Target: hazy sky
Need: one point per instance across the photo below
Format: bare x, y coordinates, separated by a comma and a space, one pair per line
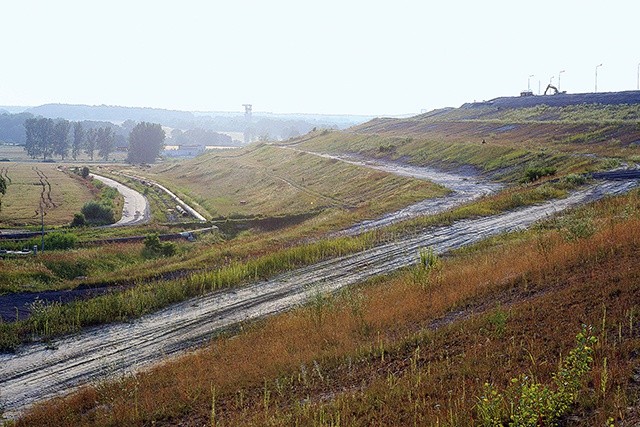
331, 56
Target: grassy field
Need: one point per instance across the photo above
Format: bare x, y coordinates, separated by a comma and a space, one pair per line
477, 338
266, 181
502, 143
16, 153
420, 347
61, 196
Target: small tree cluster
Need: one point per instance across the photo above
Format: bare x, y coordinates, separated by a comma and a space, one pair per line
46, 138
146, 140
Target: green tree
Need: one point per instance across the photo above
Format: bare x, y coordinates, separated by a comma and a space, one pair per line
91, 141
60, 138
39, 136
104, 142
78, 140
145, 142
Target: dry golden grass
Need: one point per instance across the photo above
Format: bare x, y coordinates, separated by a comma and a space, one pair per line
405, 350
66, 197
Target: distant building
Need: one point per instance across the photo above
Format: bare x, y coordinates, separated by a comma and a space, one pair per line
183, 151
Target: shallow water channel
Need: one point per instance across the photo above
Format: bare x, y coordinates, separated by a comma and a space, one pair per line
36, 372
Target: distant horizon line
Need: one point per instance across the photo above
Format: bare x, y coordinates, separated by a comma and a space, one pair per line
240, 112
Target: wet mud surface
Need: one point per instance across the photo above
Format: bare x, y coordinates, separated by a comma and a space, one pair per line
36, 372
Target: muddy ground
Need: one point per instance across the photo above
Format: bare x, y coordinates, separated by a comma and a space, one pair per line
36, 372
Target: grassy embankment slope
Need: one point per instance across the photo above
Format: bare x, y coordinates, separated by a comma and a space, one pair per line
265, 181
514, 139
417, 348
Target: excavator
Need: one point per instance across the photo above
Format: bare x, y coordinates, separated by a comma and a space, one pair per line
554, 89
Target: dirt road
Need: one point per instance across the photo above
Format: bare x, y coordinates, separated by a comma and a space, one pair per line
37, 372
136, 208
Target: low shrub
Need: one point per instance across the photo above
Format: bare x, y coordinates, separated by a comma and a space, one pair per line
78, 220
153, 247
97, 213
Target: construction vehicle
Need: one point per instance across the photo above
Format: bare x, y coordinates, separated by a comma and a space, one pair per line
554, 89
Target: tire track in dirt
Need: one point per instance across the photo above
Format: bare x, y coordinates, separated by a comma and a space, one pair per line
37, 372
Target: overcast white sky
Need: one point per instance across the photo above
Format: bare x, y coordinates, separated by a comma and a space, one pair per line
332, 56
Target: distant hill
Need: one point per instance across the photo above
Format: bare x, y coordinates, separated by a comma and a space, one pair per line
110, 113
263, 125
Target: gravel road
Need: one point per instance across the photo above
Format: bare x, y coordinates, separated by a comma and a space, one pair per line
37, 372
136, 209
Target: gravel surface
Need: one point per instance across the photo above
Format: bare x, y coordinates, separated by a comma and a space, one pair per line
38, 372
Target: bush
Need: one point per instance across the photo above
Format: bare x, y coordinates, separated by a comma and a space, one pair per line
153, 247
97, 213
53, 241
78, 220
529, 403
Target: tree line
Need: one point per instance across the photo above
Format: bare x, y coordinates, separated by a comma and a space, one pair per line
46, 138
----
• Directions
Rewrite all the records above with every "photo" replaced by "image" and everything else unchanged, leaving out the pictures.

• Answer to the problem
Target: hazy sky
Need: one point per instance across the image below
Format: bare x, y coordinates, separated by a comma and a space, one pair per line
331, 56
Target: grassy field
Need: one point per instance across the image above
Format: bare x, y coordinates, separated by a comma and a space, one pair per line
477, 338
266, 181
502, 143
16, 153
420, 347
61, 196
Target: small tree cluster
Need: one point per instance across the image above
Format: bare x, y coordinates, separated by a comma and a space, one pair per line
46, 138
146, 140
Target: green tree
Need: one point per instance across the image above
Format: bare x, y coordinates, separated by a comma and a space, one pair per line
91, 141
60, 138
39, 136
104, 142
78, 140
145, 142
Target: dry golden grass
Need: one point per instance across the image above
Format: bare x, y coordinates, separated by a comma and a space, one pair per line
405, 350
66, 197
Target: distant building
Need: one point per instance across the image above
Format: bare x, y coordinates, separated by a comma and a space, one pair per line
183, 151
Target: shallow water channel
Need: one point per instance across the image above
Format: bare x, y coordinates, separated by a comma and a space, one pair per line
36, 372
Target: distant horizon line
Need: one point per instance across the image above
Format: bare x, y coordinates, separated by a comma and a space, one pair per line
240, 112
Target: wet mud surface
Need: one point per instance across the image above
Format: bare x, y coordinates, separated by a comma and a space, one pair per line
36, 372
Target: muddy ground
Need: one point per instance across the image above
Format: bare x, y coordinates, separated by a comma and a space, one pair per line
36, 372
Target: grassy embankment slope
Need: one point per instance across the image above
Format: bare x, y coordinates, separated by a comma and a space, one pair per line
265, 181
514, 139
417, 348
Target: excavator
Need: one point per instance across the image above
Format: bare x, y coordinates, separated by a comma and a space, one pair per line
554, 89
Target: dirt road
Need: one point per instance across the image above
Format: bare x, y coordinates, separated by a comma and a space, one pair per line
37, 372
136, 208
Target: low shrub
Need: one point per instance across the image above
Format: bare x, y coordinates, separated by a comma and a space, one pair per line
78, 220
153, 247
97, 213
Target: construction vehicle
Need: one point per instance across the image above
Format: bare x, y coordinates, separated by a comma and a space, one pair per line
554, 89
Target: tire track in dirt
Need: one point per instance across the image above
Format: bare x, y coordinates, separated by a comma and a space, one pair per line
37, 372
Target: overcast white sky
Need: one point per instance across the image above
Format: bare x, y coordinates, separated by a comma and a space, one pair per line
332, 56
Target: distant hill
Need: one point per instance across the image above
Format: bare x, y coordinates, separated by a comma and a space, one pair per line
110, 113
263, 125
Target: gravel road
Need: one point per instance across the image above
Format: bare x, y coordinates, separated by a comma and a space, one pair per line
37, 372
136, 209
Target: gravel surface
Need: one point per instance across the image above
Format: bare x, y coordinates, separated by a comma and a space, one pair per line
38, 372
Target: bush
Need: one point per instance across the image above
Format: bare x, y coordinates, separated by a comma and a space, one pair per line
153, 247
97, 213
53, 241
78, 220
529, 403
Target: tree line
Need: one point per instance across the image above
Format: bare x, y coordinates, separated by a comma and a space, one pair per line
46, 138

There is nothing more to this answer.